- [Work to complete]
Please set down every entry below exactly as given.

- [The data]
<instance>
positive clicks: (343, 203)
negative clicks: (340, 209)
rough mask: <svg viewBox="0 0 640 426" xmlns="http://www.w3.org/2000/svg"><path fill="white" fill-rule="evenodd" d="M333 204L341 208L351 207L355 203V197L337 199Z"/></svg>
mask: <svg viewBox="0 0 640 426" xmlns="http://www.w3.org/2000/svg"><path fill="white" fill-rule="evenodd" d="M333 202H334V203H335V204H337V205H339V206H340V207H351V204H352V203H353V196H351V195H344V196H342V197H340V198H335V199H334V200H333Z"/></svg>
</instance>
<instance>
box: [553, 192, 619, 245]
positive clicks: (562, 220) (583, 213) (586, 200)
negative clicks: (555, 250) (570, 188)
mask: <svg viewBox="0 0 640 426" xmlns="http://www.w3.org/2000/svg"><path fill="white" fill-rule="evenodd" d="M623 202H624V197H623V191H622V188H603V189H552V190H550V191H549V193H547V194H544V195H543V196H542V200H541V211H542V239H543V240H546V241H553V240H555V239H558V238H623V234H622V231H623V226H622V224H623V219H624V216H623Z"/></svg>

- [Your solution]
<instance>
positive clicks: (343, 203)
negative clicks: (340, 209)
rough mask: <svg viewBox="0 0 640 426" xmlns="http://www.w3.org/2000/svg"><path fill="white" fill-rule="evenodd" d="M333 204L341 208L351 207L355 203V197L337 199Z"/></svg>
mask: <svg viewBox="0 0 640 426" xmlns="http://www.w3.org/2000/svg"><path fill="white" fill-rule="evenodd" d="M333 202H334V203H335V204H337V205H339V206H340V207H351V204H352V203H353V196H351V195H344V196H342V197H340V198H335V199H334V200H333Z"/></svg>
</instance>
<instance>
box: [553, 192, 619, 245]
positive clicks: (562, 220) (583, 213) (586, 200)
negative clicks: (555, 250) (570, 188)
mask: <svg viewBox="0 0 640 426" xmlns="http://www.w3.org/2000/svg"><path fill="white" fill-rule="evenodd" d="M623 202H624V197H623V191H622V188H603V189H552V190H550V191H549V193H547V194H544V195H543V196H542V200H541V211H542V239H543V240H546V241H553V240H555V239H558V238H623V234H622V231H623V226H622V224H623V219H624V216H623Z"/></svg>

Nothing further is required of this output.